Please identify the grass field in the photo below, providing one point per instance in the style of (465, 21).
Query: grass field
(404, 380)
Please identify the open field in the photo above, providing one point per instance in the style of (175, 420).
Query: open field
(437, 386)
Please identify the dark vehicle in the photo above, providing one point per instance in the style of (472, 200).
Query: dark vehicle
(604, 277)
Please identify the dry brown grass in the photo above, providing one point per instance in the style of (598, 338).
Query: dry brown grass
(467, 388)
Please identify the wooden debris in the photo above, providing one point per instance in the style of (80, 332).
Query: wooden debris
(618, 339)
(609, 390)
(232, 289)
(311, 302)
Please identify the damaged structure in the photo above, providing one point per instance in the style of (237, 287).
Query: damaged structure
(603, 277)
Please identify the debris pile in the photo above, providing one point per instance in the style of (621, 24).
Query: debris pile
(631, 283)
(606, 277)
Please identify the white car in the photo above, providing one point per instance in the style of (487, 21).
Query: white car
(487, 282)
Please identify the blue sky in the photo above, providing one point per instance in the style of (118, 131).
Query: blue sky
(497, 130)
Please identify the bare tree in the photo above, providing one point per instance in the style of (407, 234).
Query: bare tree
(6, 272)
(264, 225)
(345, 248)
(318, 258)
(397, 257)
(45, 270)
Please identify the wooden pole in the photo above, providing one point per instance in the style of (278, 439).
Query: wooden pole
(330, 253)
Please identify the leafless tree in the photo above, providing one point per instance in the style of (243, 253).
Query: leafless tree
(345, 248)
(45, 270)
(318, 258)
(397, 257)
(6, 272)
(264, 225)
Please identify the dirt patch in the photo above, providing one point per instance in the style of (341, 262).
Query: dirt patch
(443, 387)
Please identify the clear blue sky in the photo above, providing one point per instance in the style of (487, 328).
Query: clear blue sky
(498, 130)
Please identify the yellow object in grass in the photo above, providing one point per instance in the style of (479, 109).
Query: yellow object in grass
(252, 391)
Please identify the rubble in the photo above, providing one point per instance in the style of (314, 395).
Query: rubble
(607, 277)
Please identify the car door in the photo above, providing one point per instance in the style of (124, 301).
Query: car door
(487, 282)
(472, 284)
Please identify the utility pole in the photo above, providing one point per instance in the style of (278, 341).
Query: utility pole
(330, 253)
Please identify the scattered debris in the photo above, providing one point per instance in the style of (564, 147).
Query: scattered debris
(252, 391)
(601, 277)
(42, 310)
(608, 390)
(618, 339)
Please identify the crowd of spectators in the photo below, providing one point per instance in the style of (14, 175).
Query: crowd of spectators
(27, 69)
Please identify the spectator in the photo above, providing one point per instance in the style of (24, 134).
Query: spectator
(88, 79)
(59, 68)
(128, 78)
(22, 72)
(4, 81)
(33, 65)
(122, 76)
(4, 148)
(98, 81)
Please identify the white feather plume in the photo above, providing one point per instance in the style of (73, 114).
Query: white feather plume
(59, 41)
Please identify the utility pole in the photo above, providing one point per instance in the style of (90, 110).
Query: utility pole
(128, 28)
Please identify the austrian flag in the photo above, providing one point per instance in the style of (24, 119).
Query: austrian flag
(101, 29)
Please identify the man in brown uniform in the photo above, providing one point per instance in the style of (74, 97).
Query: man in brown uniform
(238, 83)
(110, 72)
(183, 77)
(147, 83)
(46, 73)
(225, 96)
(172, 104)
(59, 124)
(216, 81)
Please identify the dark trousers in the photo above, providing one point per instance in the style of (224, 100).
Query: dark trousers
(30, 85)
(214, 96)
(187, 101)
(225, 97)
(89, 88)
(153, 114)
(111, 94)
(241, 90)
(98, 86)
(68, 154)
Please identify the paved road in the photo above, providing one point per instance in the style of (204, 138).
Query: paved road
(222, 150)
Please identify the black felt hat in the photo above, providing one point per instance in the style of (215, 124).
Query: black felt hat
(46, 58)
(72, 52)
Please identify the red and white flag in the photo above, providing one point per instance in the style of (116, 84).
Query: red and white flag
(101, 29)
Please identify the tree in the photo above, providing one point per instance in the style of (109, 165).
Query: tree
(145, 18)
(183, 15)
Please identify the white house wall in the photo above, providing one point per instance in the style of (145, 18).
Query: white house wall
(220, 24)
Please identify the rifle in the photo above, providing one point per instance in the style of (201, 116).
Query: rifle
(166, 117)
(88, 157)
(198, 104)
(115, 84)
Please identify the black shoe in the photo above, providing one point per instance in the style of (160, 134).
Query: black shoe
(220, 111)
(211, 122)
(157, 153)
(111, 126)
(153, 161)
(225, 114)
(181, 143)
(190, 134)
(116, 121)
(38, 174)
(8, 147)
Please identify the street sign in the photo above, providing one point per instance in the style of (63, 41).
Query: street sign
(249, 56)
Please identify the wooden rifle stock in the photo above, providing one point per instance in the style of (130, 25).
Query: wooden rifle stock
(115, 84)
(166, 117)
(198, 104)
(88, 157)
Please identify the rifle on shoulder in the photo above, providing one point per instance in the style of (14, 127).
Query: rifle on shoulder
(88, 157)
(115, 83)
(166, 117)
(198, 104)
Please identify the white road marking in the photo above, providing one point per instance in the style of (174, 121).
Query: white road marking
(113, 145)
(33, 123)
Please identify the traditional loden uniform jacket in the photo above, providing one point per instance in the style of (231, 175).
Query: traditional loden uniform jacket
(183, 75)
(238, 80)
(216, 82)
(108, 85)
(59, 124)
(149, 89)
——————————
### [YOUR INSTRUCTIONS]
Repeat the data in its entirety, character for character.

### [EXPECTED OUTPUT]
Please identify the grass field in the photo below, providing one point per instance in the style of (465, 21).
Query: grass field
(404, 380)
Please identify the open field in the photo above, providing one point per instance in the style of (175, 420).
Query: open field
(437, 386)
Please identify the dark vehicle in the photo above, providing one point per instance in the style of (472, 200).
Query: dark vehicle
(604, 277)
Please identify the dry brown grass in the photo above, providing one point per instance in the style of (598, 338).
Query: dry brown grass
(467, 388)
Please identify the wooden debris in the photo above, providing one point per instance in the style of (80, 332).
Query: wooden debris
(618, 339)
(609, 390)
(232, 289)
(311, 302)
Please identify the damaged structure in the photo above, providing one point per instance in the style of (237, 287).
Query: damaged structure
(603, 277)
Please identify the debris pile in the photo above, providing one point per instance in the style of (621, 24).
Query: debris pile
(631, 283)
(606, 277)
Please identify the white car in the photo above, providing one point per instance in the style of (487, 21).
Query: white car
(487, 282)
Please identify the blue sky in the photo above, providing one point per instance in the style of (118, 131).
Query: blue sky
(497, 130)
Please identify the bare tree in the photo above, providing one point per instance in the style of (407, 234).
Query: bare tree
(6, 272)
(264, 225)
(345, 248)
(318, 258)
(397, 257)
(45, 270)
Please identify the wooden pole in the photo above, providing one point per instance in the style of (278, 439).
Query: wooden pole
(330, 253)
Please identify the leafless tree in the photo above, providing one point per instance in the style of (243, 253).
Query: leafless tree
(345, 248)
(45, 270)
(318, 258)
(397, 257)
(6, 272)
(264, 225)
Please identify the dirt patch in the photo above, providing one point per instance in the style of (341, 262).
Query: dirt patch
(443, 387)
Please identify the clear blue sky in the photo above, providing one point per instance in the style of (487, 328).
Query: clear blue sky
(498, 130)
Please identify the yellow object in grass in the photo above, providing one point per instance in the style of (479, 109).
Query: yellow object in grass
(252, 391)
Please identify the rubble in the photo above, providing one point per instance in the style of (314, 395).
Query: rubble
(607, 277)
Please identify the car door in the photo above, providing one point per instance in the style of (124, 301).
Query: car door
(487, 282)
(472, 284)
Please identify the utility pole in the photo above, providing one point per instance in the style of (278, 341).
Query: utility pole
(330, 253)
Please identify the scattered debris in the photo above, providing one point per instance in the style of (564, 147).
Query: scattered debris
(252, 391)
(601, 277)
(42, 310)
(608, 390)
(618, 339)
Please identify the crowd of spectators in the photo below, providing one point per instance in the style of (14, 175).
Query: crowd of spectators
(27, 69)
Please identify the spectator in the photo above, providing one point per instance in the style of (24, 134).
Query: spectator
(88, 79)
(59, 68)
(128, 78)
(22, 72)
(4, 81)
(33, 65)
(122, 76)
(4, 148)
(98, 81)
Please identify the white feather plume in the photo above, providing one point per instance in the style of (73, 114).
Query: white feather plume
(59, 41)
Please identify the utility pole in the photo above, providing one point per instance in the style of (90, 110).
Query: utility pole
(128, 28)
Please identify the austrian flag in the photo above, providing one point per instance in the style of (24, 119).
Query: austrian flag
(101, 29)
Please identify the man in brown uniform in the photo above, providing one point per instance in the style of (74, 97).
Query: man in brown uniform
(238, 83)
(110, 72)
(183, 77)
(147, 83)
(46, 73)
(225, 96)
(172, 104)
(59, 124)
(216, 81)
Please identify the dark trousers in the photo above, providing one point per instance in the style of (224, 100).
Query: dark trousers
(30, 85)
(214, 96)
(187, 101)
(225, 97)
(89, 88)
(153, 114)
(111, 94)
(241, 90)
(98, 86)
(68, 154)
Please identify the paved road in the photo above, providing one point per instance in the style of (204, 138).
Query: paved road
(222, 150)
Please identify the black felt hat in the photo above, providing one point per instance in the style of (215, 124).
Query: black felt hat
(46, 58)
(72, 52)
Please identify the red and white flag in the photo above, providing one point per instance in the style of (116, 84).
Query: red and white flag
(101, 29)
Please identify the tree in the photo above, providing one point per instance in the style of (109, 165).
Query: tree
(145, 18)
(183, 15)
Please identify the white house wall in the photo above, providing one point per instance in the style of (145, 18).
Query: white house wall
(220, 24)
Please identify the rifle in the photo above, providing one point per instance in the style of (201, 116).
Query: rifle
(166, 117)
(88, 157)
(198, 104)
(115, 84)
Please identify the black shoe in the photo above, providing one point per instance in the style of (160, 134).
Query: black shoe
(220, 111)
(211, 122)
(157, 153)
(111, 126)
(153, 161)
(225, 114)
(181, 143)
(190, 134)
(116, 121)
(38, 174)
(8, 147)
Please identify the street sign in the photo above, providing one point per instance in the style of (63, 41).
Query: street sign
(249, 56)
Please identify the wooden rifle stock in the photo above, providing one point per instance in the style of (130, 25).
Query: wooden rifle stock
(115, 84)
(166, 117)
(198, 104)
(88, 157)
Please identify the rifle on shoulder in the photo above, providing one point per instance in the style of (14, 127).
Query: rifle on shoulder
(88, 157)
(115, 83)
(166, 117)
(198, 104)
Please identify the white road marking in the photo above, providing one point per instance in the style of (174, 121).
Query: white road marking
(113, 145)
(33, 123)
Please identify the traditional loden uniform jacket in the photo above, providing one point per instance in the style of (231, 175).
Query: traditional loden uniform jacket
(183, 75)
(238, 80)
(216, 82)
(108, 85)
(59, 124)
(149, 89)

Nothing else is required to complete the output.